- _Short problem_: Scale the stretch of entries from the line containing "Target: map of the united states" through the end of the entries, both ends included, and write out every line of it again, requests too. Multiply each point coordinate in the answers by 2.5 and round to the nearest whole number, with halves going up.

- _Entries shown_:

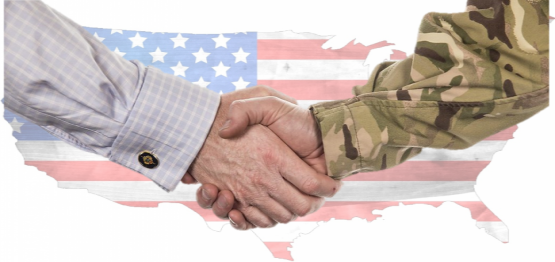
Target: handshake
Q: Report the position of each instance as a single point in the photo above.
(262, 162)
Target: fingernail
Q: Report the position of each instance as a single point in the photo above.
(204, 194)
(226, 124)
(222, 202)
(232, 222)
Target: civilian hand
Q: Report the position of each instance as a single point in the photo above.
(268, 181)
(292, 124)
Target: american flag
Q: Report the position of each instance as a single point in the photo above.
(297, 65)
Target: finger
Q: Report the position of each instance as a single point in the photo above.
(292, 199)
(274, 210)
(206, 195)
(188, 179)
(305, 178)
(238, 221)
(223, 204)
(257, 217)
(264, 90)
(261, 110)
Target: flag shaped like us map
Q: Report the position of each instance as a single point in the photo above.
(297, 65)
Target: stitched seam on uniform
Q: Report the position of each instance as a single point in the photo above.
(356, 136)
(502, 101)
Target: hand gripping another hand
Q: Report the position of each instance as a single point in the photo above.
(267, 175)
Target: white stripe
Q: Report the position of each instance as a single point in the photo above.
(483, 151)
(471, 196)
(285, 232)
(288, 232)
(312, 70)
(351, 191)
(496, 229)
(62, 151)
(290, 35)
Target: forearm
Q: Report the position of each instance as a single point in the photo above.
(65, 80)
(468, 79)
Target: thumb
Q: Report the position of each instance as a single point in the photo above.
(260, 110)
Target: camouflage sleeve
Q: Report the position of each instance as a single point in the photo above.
(472, 74)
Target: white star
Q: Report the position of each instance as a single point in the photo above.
(179, 70)
(16, 126)
(221, 70)
(241, 56)
(179, 41)
(201, 56)
(221, 41)
(118, 52)
(240, 84)
(137, 40)
(157, 55)
(201, 82)
(99, 38)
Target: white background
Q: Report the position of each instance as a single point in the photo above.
(39, 222)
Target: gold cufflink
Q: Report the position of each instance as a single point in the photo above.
(148, 159)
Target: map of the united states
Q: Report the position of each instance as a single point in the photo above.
(296, 64)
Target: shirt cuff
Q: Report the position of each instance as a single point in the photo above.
(166, 128)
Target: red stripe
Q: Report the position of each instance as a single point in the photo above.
(426, 171)
(409, 171)
(341, 209)
(348, 210)
(279, 249)
(504, 135)
(398, 55)
(312, 49)
(86, 171)
(314, 89)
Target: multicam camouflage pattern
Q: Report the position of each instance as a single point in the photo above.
(472, 74)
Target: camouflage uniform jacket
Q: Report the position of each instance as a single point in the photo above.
(472, 74)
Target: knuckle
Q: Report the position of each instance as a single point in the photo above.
(268, 224)
(264, 90)
(236, 105)
(285, 218)
(304, 210)
(269, 157)
(310, 186)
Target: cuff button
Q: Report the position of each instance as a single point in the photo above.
(148, 159)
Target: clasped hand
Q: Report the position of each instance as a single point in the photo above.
(262, 162)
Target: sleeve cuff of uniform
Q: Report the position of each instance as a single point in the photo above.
(356, 137)
(166, 128)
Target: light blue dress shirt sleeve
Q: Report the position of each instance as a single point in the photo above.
(63, 79)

- _Expected answer_:
Target: map of the united states
Q: Report the position of each instance as a single point in the photo above.
(740, 160)
Target: shirt cuff
Q: Report the position of each instance as a single point in the photo above.
(415, 320)
Target: red stripe
Q: Report the position of each instance as a single point in the photo above.
(1065, 428)
(1023, 428)
(853, 523)
(870, 525)
(698, 623)
(1260, 338)
(995, 138)
(780, 123)
(215, 428)
(785, 223)
Target: multicam camouflage pattern
Q: Report the position of each instance as a single point in the photo above.
(1180, 185)
Target: camouflage uniform jacket
Q: Report the position of each instance as a single point in the photo above.
(1180, 185)
Target: knuckle
Q: Report the position of each instance as a single point in the photo above.
(670, 560)
(660, 225)
(590, 263)
(713, 545)
(760, 525)
(673, 393)
(775, 465)
Target: cuff button
Q: Report the position of each instance as a single point in the photo above.
(370, 398)
Target: clasped hand
Q: Report the position of each instance as a single point in the photo above.
(655, 405)
Target: sleeve cuff of uniform
Q: Report the position of each instance as a single point in the photo above.
(890, 343)
(415, 320)
Target: light blue dress shirt sleeve
Q: Report the position of each instance as a single point in the photo above.
(158, 198)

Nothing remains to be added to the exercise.